*Do this*: Write out the whole listing exactly as it stands.

*Provided records*:
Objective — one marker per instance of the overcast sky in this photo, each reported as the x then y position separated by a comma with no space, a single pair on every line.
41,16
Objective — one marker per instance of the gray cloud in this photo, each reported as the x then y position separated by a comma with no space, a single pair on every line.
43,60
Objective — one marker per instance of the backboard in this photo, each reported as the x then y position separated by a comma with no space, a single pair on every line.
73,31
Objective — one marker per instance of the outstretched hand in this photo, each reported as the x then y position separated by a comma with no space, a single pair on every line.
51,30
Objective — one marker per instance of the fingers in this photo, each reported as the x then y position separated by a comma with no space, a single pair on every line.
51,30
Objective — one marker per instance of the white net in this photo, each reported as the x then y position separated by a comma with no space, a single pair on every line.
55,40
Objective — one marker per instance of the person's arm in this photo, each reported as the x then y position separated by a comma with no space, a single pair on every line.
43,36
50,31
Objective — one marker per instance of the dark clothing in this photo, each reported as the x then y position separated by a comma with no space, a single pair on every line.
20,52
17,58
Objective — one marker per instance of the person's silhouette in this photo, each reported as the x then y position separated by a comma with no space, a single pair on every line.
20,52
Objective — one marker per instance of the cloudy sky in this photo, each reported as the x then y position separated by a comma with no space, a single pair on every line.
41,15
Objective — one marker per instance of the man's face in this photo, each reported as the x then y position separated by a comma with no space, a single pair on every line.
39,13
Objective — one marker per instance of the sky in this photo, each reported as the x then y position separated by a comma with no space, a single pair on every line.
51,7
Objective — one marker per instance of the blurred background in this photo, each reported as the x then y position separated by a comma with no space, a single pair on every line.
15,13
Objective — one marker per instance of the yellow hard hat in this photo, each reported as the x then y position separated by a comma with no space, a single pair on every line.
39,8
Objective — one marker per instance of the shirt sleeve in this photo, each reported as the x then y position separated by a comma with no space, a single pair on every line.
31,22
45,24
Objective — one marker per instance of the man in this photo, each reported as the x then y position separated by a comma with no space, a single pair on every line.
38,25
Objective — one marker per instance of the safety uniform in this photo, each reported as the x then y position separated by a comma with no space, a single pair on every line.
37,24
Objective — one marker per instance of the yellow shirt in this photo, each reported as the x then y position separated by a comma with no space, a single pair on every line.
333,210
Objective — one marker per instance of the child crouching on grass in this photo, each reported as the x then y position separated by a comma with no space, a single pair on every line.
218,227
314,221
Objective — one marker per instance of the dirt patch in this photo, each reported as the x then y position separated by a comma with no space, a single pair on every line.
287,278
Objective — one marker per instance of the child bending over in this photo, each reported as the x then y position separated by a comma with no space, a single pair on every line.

*Written answer*:
Objective — one marker per instance of the overcast sky in this photo, each reported as the x then y position separated by a comma with no space, a single pair on every line.
41,16
Objective — one marker per instance of the gray cloud in this photo, each reported as the x then y position separated by a comma with no space, a single pair on every line.
43,60
Objective — one marker per instance of the backboard in this photo, each reported as the x then y position separated by a comma with no space, a single pair on every line.
73,31
Objective — one marker per instance of the outstretched hand in this photo, each reported as the x then y position separated by a comma with no space, a single pair on every line.
51,30
Objective — one marker per instance of the fingers in this photo, each reported as the x then y position separated by a comma with no space, a single pair on every line.
51,30
Objective — one marker per instance of the white net in this photo, each reported as the x then y position separated by a comma with no space, a single pair on every line.
55,40
Objective — one marker per instance of the person's arm in this photo, each reported as the x then y position separated by a comma with no space, a single pair on every line.
43,36
50,31
Objective — one marker per instance of the dark clothing in this photo, each reported as the x then y position separated by a comma with no space, a single pair on every line.
20,52
17,58
Objective — one marker per instance of the person's silhouette in this photo, each reported as the x then y position separated by a comma with no space, a single pair on every line.
20,52
Objective — one marker per instance of the cloudy sky in this photo, each reported as the x then y position separated by a comma with no space, a single pair on every line.
41,15
Objective — one marker per instance of the man's face in this photo, each reported as the x then y position separated by a comma with no space, a single pair on every line.
39,13
Objective — one marker per instance of the sky in this photo, each reported as the x then y position separated by a comma with no space, a single pair on every line.
51,7
Objective — one marker per instance of the blurred background in this photo, each reported as the x then y position separated by a comma with no space, a single pair on every line.
15,13
Objective — one marker per instance of the yellow hard hat in this photo, each reported as the x then y position separated by a comma with no space, a single pair on every line.
39,8
Objective — one marker per instance of the shirt sleeve in this photo, each reported as the x then y position separated by a comma with no space, a single pair on every line.
31,22
45,24
Objective — one marker per instance of the man in this photo, each reported as the x then y position separated by a comma with no space, a single pair on every line.
38,25
Objective — one marker per instance of the safety uniform in this photo, each reported as the x then y position separated by a comma with no space, a single pair on every line.
37,24
Objective — one marker per instance of the yellow shirt in this photo, each reported as the x then y position separated by a comma with no space, a single pair on every line.
333,210
Objective — one marker per instance of the child crouching on grass in this photo, each reported as the x then y position separated by a comma with no space, a single pair on every line.
218,227
314,221
Objective — one marker per instance of the dirt patch in this photo, each reported as the x then y position separated by a comma with no space, a single pair on every line.
287,278
Objective — one marker per instance of the child bending over in this photo, each reported as the x then y position separated by a comma with no space, a single pair on every line.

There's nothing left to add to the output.